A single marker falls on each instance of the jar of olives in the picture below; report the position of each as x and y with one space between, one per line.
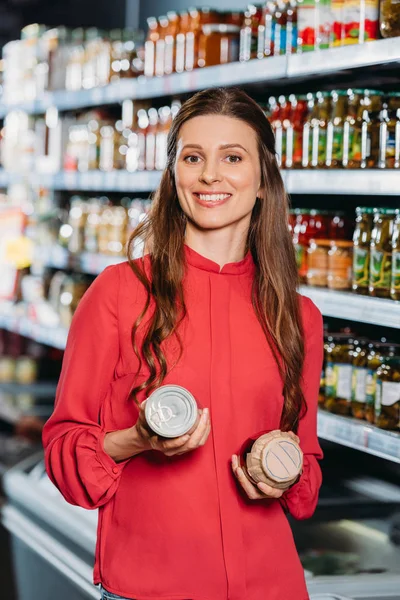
339 374
387 400
359 378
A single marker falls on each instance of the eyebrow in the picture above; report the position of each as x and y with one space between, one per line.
223 147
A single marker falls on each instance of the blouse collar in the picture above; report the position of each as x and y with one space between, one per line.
246 265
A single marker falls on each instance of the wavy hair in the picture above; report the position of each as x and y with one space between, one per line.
274 291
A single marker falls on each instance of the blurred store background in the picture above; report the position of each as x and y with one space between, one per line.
88 92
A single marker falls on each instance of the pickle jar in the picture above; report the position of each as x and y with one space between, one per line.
361 249
339 374
390 18
380 271
340 262
395 283
359 378
387 399
317 262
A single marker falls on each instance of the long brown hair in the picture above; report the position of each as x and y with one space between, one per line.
274 295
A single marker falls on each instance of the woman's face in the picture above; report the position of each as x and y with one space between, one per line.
217 172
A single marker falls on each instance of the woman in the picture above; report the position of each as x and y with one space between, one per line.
213 307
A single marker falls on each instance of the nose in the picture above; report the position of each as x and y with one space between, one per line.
210 173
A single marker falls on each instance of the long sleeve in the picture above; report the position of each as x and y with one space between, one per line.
301 500
73 438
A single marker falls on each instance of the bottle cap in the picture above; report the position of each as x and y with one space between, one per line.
171 411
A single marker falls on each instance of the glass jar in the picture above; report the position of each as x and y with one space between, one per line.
361 248
334 143
387 400
381 253
390 18
218 44
395 282
359 378
339 375
340 265
317 262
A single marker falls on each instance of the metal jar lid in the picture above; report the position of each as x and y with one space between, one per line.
171 411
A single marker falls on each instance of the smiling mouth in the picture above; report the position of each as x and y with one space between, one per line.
212 197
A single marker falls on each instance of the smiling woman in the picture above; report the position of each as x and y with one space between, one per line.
211 307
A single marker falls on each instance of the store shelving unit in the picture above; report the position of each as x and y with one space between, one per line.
359 435
280 69
346 305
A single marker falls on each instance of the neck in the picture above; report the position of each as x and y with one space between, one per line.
220 246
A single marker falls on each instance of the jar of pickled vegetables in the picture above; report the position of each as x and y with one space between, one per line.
390 18
361 247
387 400
359 378
339 375
381 253
340 265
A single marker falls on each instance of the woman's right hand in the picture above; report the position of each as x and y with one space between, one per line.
195 438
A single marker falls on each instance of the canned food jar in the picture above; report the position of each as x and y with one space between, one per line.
171 411
274 458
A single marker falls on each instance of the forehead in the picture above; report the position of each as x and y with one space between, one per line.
216 130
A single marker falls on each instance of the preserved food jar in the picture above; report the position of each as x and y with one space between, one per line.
339 375
390 18
340 263
361 249
381 253
359 378
364 152
395 283
387 399
317 262
335 134
389 133
218 44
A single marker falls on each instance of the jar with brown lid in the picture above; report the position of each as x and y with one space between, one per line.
340 265
339 374
387 400
359 378
361 248
381 253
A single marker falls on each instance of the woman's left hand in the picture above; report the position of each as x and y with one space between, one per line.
262 490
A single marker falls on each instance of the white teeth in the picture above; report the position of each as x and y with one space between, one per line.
213 197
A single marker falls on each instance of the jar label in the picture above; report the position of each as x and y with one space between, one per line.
360 266
358 386
380 269
370 387
389 392
396 270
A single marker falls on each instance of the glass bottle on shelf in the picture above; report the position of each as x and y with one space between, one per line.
387 398
390 18
381 253
389 133
361 249
395 281
335 127
359 378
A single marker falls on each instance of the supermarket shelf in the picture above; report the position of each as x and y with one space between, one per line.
55 337
282 68
58 257
346 305
361 182
359 435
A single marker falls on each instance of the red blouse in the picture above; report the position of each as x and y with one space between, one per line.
179 528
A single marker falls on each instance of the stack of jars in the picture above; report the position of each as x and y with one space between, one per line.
194 38
351 129
362 379
136 142
323 248
376 264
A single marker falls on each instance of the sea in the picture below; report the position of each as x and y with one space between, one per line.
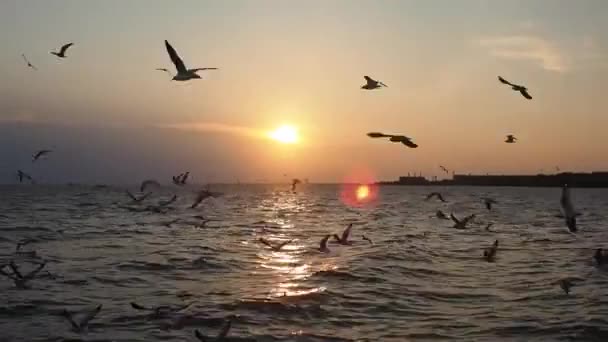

··········

▶ [What you will do]:
Go through the listing above and give back every line that has the word "below". Case counts.

▶ [Completed exercise]:
A single marker falls on each instance of the jar of olives in the picture below; report the position of each as x and y with one space between, one per line.
A single marker falls on each instance of the sea in the picture below; report the position of each as x and y with one space between, one per line.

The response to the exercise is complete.